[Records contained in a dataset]
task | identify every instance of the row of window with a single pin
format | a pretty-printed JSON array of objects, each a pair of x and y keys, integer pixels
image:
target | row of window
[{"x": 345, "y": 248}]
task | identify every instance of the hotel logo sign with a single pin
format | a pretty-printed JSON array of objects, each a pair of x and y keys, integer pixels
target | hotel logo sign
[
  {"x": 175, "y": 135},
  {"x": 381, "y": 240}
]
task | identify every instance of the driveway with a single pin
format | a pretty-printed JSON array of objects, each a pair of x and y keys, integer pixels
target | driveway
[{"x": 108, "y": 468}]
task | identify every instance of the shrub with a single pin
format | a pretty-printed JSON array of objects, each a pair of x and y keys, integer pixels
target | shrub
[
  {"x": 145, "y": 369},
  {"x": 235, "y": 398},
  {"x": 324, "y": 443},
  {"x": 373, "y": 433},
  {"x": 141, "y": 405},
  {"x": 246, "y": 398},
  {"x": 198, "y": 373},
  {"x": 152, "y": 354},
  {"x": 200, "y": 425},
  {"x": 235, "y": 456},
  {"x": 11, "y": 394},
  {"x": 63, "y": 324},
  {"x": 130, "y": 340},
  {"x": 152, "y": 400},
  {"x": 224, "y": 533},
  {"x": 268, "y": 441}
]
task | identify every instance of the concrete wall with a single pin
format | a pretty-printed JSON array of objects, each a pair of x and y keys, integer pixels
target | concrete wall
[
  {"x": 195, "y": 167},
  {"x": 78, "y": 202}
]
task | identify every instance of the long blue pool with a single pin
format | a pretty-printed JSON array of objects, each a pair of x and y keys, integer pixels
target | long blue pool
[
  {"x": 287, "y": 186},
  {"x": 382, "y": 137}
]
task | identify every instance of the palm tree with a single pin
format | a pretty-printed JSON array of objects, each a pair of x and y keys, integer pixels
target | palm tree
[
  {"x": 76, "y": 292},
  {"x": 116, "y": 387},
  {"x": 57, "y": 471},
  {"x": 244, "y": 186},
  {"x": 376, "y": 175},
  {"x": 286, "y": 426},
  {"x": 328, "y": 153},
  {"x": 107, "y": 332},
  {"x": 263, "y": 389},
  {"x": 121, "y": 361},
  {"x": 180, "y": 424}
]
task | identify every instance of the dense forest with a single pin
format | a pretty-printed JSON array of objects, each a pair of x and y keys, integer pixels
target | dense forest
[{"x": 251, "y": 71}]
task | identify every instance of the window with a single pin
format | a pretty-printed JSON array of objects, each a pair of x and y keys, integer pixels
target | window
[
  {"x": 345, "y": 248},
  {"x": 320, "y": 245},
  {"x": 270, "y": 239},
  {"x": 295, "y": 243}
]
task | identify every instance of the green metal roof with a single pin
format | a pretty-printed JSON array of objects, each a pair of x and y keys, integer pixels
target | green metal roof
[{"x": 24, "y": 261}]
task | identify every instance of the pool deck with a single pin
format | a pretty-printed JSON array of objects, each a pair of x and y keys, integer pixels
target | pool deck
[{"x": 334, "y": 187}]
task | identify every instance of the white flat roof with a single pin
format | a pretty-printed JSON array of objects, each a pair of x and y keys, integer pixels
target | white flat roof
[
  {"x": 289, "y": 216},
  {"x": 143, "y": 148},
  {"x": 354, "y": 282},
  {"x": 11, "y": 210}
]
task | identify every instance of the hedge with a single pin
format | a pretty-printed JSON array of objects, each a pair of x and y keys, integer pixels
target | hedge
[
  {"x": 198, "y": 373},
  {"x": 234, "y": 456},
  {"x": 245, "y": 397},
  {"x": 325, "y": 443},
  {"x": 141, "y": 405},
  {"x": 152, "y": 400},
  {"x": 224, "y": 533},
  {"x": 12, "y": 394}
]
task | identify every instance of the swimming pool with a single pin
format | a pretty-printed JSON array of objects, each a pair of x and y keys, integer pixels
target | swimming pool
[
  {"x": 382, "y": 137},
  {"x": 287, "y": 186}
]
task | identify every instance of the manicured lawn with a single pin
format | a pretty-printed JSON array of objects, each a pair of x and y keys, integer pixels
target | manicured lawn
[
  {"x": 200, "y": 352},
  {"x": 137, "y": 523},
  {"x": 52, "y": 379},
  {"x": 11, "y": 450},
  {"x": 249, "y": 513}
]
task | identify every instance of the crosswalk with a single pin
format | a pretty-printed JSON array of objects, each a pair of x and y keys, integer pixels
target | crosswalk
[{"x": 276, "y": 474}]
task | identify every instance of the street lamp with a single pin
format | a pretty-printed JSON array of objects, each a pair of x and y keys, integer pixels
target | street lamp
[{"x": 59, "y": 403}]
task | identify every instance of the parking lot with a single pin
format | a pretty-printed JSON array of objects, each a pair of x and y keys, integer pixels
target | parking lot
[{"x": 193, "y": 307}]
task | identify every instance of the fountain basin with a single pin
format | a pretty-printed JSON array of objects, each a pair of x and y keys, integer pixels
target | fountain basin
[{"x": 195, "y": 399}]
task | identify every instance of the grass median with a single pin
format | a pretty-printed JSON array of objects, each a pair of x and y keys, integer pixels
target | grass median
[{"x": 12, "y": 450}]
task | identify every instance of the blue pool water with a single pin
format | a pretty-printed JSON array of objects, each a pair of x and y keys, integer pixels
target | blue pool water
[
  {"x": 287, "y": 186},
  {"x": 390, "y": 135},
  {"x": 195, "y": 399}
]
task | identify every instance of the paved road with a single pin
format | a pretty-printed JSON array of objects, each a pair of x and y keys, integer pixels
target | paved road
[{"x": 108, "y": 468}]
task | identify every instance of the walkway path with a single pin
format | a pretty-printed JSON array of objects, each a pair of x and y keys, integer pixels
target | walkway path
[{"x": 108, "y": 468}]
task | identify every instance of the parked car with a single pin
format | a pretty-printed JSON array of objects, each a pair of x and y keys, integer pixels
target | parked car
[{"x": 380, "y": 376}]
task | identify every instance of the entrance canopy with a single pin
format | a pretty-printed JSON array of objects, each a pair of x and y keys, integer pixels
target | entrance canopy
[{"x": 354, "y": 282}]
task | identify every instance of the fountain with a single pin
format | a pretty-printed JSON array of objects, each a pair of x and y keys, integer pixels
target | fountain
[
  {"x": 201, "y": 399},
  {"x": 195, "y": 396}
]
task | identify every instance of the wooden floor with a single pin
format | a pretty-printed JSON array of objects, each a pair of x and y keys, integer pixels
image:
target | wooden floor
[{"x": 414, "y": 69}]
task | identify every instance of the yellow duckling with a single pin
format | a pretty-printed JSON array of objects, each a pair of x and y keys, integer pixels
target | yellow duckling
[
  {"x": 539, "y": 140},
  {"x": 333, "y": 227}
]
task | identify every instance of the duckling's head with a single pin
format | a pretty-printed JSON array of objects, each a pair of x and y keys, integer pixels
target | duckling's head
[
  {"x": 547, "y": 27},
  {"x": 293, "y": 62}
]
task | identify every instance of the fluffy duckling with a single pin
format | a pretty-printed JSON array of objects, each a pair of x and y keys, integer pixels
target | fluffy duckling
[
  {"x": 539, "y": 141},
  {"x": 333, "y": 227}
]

Exercise brief = The records need to be set down again without a single difference.

Written response =
task | identify every instance of the row of window with a single pin
format | a pretty-printed JSON array of objects, each a pair of x and y keys, integer pixels
image:
target | row of window
[{"x": 345, "y": 248}]
task | identify every instance of the hotel logo sign with a single pin
format | a pretty-printed JSON array of objects, each a pair of x and y keys, integer pixels
target | hotel logo sign
[
  {"x": 175, "y": 135},
  {"x": 381, "y": 240}
]
task | identify every instance of the driveway with a single pin
format | a pretty-printed JSON array of objects, each a pair of x and y keys, integer pixels
target | driveway
[{"x": 108, "y": 468}]
task | identify every instance of the shrub with a single pin
format | a pretty-printed JSON array of objects, each a pair of x and y keys, integer pixels
target | shrub
[
  {"x": 145, "y": 369},
  {"x": 235, "y": 398},
  {"x": 324, "y": 443},
  {"x": 373, "y": 433},
  {"x": 141, "y": 405},
  {"x": 246, "y": 398},
  {"x": 198, "y": 373},
  {"x": 152, "y": 354},
  {"x": 200, "y": 425},
  {"x": 235, "y": 456},
  {"x": 11, "y": 394},
  {"x": 63, "y": 324},
  {"x": 130, "y": 340},
  {"x": 152, "y": 400},
  {"x": 224, "y": 533},
  {"x": 268, "y": 441}
]
task | identify every instance of the concrete wall with a single pin
format | a pretty-printed JSON array of objects, each a pair of x and y keys, integer pixels
target | concrete wall
[
  {"x": 195, "y": 167},
  {"x": 78, "y": 202}
]
task | identify every instance of the long blue pool with a single pin
format | a pretty-printed JSON array of objects, each a pair of x and y keys, integer pixels
target | long blue pool
[
  {"x": 287, "y": 186},
  {"x": 382, "y": 137}
]
task | identify every instance of the palm tree with a single pin
format | a pretty-printed JSON array of objects, each a pair of x and y keys, integer pixels
target | palm tree
[
  {"x": 76, "y": 292},
  {"x": 116, "y": 387},
  {"x": 57, "y": 471},
  {"x": 244, "y": 186},
  {"x": 376, "y": 175},
  {"x": 286, "y": 426},
  {"x": 328, "y": 153},
  {"x": 107, "y": 332},
  {"x": 263, "y": 389},
  {"x": 121, "y": 361},
  {"x": 180, "y": 424}
]
task | identify every instance of the dense forest with a single pin
format | a pretty-printed JSON array of objects, each a pair of x and y keys, integer pixels
target | dense forest
[{"x": 251, "y": 71}]
task | identify every instance of the window with a single pin
format | a pretty-printed JSON array of objects, each a pair of x and y keys, integer pixels
target | window
[
  {"x": 345, "y": 248},
  {"x": 320, "y": 245},
  {"x": 270, "y": 239},
  {"x": 295, "y": 243}
]
task | identify every instance of the green metal roof with a single pin
format | a pretty-printed JSON array of objects, each a pair of x and y keys, integer pixels
target | green metal roof
[{"x": 24, "y": 261}]
task | identify every instance of the pool deck with a single pin
format | a pretty-printed JSON array of objects, each a pair of x and y keys, integer pixels
target | pool deck
[{"x": 334, "y": 187}]
task | identify every instance of the white flat roof with a single pin
format | a pretty-printed JSON array of objects, each a pair of x and y keys, integer pixels
target | white flat roof
[
  {"x": 289, "y": 216},
  {"x": 143, "y": 148},
  {"x": 354, "y": 282},
  {"x": 11, "y": 210}
]
task | identify every instance of the hedge with a single pin
format | a pretty-printed JSON array of objects, each a pair of x and y keys, integer pixels
target | hedge
[
  {"x": 198, "y": 373},
  {"x": 234, "y": 456},
  {"x": 245, "y": 397},
  {"x": 325, "y": 443},
  {"x": 141, "y": 405},
  {"x": 152, "y": 400},
  {"x": 224, "y": 533},
  {"x": 12, "y": 394}
]
task | identify every instance of the swimming pool with a single pin
format | a pretty-printed JSON array of objects, each a pair of x and y keys, integer pixels
target | swimming pool
[
  {"x": 382, "y": 137},
  {"x": 287, "y": 186}
]
task | identify every instance of the manicured lawn with a single pin
format | a pretty-printed JSON array of objects, each a pair of x and y keys, integer pixels
target | manicured lawn
[
  {"x": 200, "y": 352},
  {"x": 137, "y": 523},
  {"x": 52, "y": 379},
  {"x": 11, "y": 450},
  {"x": 249, "y": 513}
]
task | identify every instance of the crosswalk with a single pin
format | a pretty-printed JSON array of objects, each a pair of x and y keys, integer pixels
target | crosswalk
[{"x": 276, "y": 474}]
task | identify every instance of the street lamp with a single pin
format | a pretty-printed JSON array of objects, each a pair of x and y keys, integer pixels
target | street lamp
[{"x": 59, "y": 403}]
task | identify every instance of the parking lot with a single pin
format | a pretty-printed JSON array of objects, each a pair of x and y keys, integer pixels
target | parking lot
[{"x": 193, "y": 307}]
task | identify every instance of the fountain basin with a single pin
format | a pretty-printed JSON array of objects, each a pair of x and y keys, integer pixels
target | fountain basin
[{"x": 195, "y": 399}]
task | identify every instance of the grass median with a single pin
format | a pretty-printed JSON array of objects, each a pair of x and y keys, integer pixels
target | grass median
[{"x": 12, "y": 450}]
task | identify every instance of the blue pool water with a single pin
format | a pretty-printed JSON array of objects, each a pair of x and y keys, integer pixels
target | blue pool water
[
  {"x": 287, "y": 186},
  {"x": 390, "y": 135},
  {"x": 195, "y": 399}
]
task | identify every instance of the paved road with a single pin
format | a pretty-printed JSON array of objects, each a pair of x and y keys, integer pixels
target | paved road
[{"x": 108, "y": 468}]
task | identify every instance of the walkway path with a single pin
format | a pretty-printed JSON array of objects, each a pair of x and y keys, integer pixels
target | walkway path
[{"x": 108, "y": 468}]
task | identify every instance of the parked car with a single pin
format | a pretty-printed JSON array of objects, each a pair of x and y keys, integer pixels
target | parked car
[{"x": 380, "y": 376}]
task | identify every instance of the entrance canopy with a single pin
format | a pretty-printed JSON array of objects, each a pair of x and y keys, integer pixels
target | entrance canopy
[{"x": 354, "y": 282}]
task | identify every instance of the fountain with a single pin
format | a pretty-printed JSON array of objects, each a pair of x and y keys, integer pixels
target | fountain
[
  {"x": 201, "y": 399},
  {"x": 195, "y": 396}
]
task | identify every instance of the wooden floor with a single pin
format | a pretty-printed JSON array of objects, each a pair of x and y keys, integer pixels
image:
target | wooden floor
[{"x": 414, "y": 69}]
task | identify every instance of the yellow duckling with a single pin
format | a pretty-printed JSON array of objects, each a pair of x and y keys, integer pixels
target | yellow duckling
[
  {"x": 539, "y": 140},
  {"x": 333, "y": 227}
]
task | identify every instance of the duckling's head with a single pin
format | a pretty-printed JSON array of objects, each a pair of x and y keys, integer pixels
target | duckling's head
[
  {"x": 547, "y": 27},
  {"x": 293, "y": 62}
]
task | identify every instance of the fluffy duckling with a single pin
format | a pretty-printed JSON array of objects, each a pair of x and y keys, integer pixels
target | fluffy duckling
[
  {"x": 539, "y": 141},
  {"x": 333, "y": 227}
]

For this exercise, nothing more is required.